Part of a data file
□ □ □ □

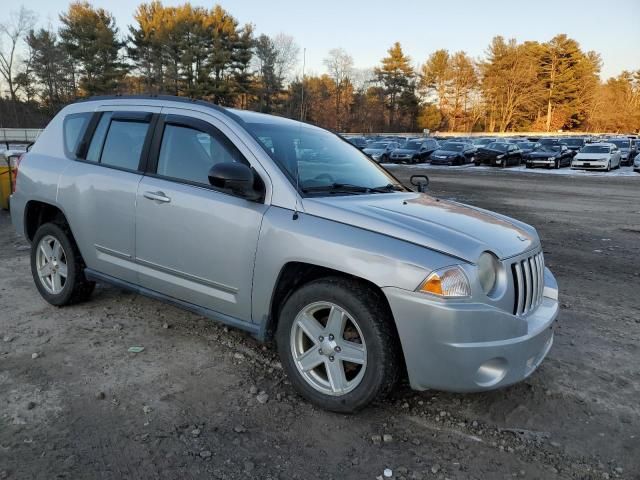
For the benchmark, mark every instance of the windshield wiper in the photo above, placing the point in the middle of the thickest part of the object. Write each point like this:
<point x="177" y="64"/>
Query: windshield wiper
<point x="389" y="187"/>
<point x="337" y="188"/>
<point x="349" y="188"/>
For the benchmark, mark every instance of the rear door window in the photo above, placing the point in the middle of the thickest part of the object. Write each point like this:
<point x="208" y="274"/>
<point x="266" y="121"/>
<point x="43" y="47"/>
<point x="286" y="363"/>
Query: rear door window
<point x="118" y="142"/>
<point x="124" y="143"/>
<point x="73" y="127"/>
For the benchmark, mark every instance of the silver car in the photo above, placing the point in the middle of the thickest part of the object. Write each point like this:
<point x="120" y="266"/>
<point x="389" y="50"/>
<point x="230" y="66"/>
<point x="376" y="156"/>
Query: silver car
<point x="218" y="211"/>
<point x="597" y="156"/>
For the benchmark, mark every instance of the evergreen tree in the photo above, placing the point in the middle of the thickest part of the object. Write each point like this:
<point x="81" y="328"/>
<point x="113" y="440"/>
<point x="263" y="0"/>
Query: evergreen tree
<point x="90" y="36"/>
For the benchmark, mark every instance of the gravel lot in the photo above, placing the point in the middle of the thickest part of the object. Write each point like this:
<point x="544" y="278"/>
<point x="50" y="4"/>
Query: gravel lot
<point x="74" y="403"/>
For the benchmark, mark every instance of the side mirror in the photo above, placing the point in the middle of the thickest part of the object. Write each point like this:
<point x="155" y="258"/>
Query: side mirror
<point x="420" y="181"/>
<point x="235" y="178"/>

□ □ □ □

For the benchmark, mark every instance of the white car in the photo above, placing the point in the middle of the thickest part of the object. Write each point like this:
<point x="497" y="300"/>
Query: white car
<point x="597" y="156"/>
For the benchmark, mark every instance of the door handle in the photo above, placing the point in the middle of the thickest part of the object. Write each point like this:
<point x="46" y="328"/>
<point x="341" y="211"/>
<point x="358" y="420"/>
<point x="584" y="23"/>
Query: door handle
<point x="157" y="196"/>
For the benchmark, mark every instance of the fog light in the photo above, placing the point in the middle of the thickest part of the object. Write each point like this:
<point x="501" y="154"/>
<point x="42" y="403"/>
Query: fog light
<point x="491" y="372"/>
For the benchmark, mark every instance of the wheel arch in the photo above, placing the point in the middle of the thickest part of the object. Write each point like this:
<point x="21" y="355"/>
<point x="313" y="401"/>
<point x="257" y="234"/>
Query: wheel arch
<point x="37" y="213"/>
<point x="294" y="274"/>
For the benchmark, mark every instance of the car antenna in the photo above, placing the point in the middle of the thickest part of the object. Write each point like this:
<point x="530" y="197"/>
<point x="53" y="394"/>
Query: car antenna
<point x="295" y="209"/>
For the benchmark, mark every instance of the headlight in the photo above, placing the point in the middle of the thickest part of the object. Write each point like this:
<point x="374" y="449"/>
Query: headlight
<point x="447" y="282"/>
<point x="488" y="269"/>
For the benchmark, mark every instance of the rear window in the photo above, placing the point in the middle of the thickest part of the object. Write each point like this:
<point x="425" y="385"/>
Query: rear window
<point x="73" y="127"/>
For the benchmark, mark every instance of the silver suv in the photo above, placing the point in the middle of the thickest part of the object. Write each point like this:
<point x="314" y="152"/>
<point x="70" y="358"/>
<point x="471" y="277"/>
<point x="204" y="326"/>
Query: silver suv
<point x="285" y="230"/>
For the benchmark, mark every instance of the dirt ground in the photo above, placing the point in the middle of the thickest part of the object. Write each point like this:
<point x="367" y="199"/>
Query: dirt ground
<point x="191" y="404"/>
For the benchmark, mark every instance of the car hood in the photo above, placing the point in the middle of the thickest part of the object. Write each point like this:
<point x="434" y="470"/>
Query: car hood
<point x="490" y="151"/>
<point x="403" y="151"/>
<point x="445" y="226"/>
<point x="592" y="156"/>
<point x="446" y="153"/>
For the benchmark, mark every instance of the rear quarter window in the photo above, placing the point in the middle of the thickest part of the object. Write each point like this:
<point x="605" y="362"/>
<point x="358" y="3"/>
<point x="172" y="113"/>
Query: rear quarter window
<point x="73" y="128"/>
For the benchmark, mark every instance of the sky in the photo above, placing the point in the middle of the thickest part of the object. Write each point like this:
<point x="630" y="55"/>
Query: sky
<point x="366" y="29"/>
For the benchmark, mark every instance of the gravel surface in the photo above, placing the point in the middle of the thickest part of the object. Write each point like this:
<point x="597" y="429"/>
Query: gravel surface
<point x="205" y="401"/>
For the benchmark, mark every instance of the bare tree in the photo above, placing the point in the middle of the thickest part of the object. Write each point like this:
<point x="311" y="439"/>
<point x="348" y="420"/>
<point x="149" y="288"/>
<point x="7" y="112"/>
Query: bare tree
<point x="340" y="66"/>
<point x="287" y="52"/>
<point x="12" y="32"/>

□ □ □ □

Count the lines in the data file that contain the word "white", treating uppercase and lowercase as different. Give only the number.

Task solution -
2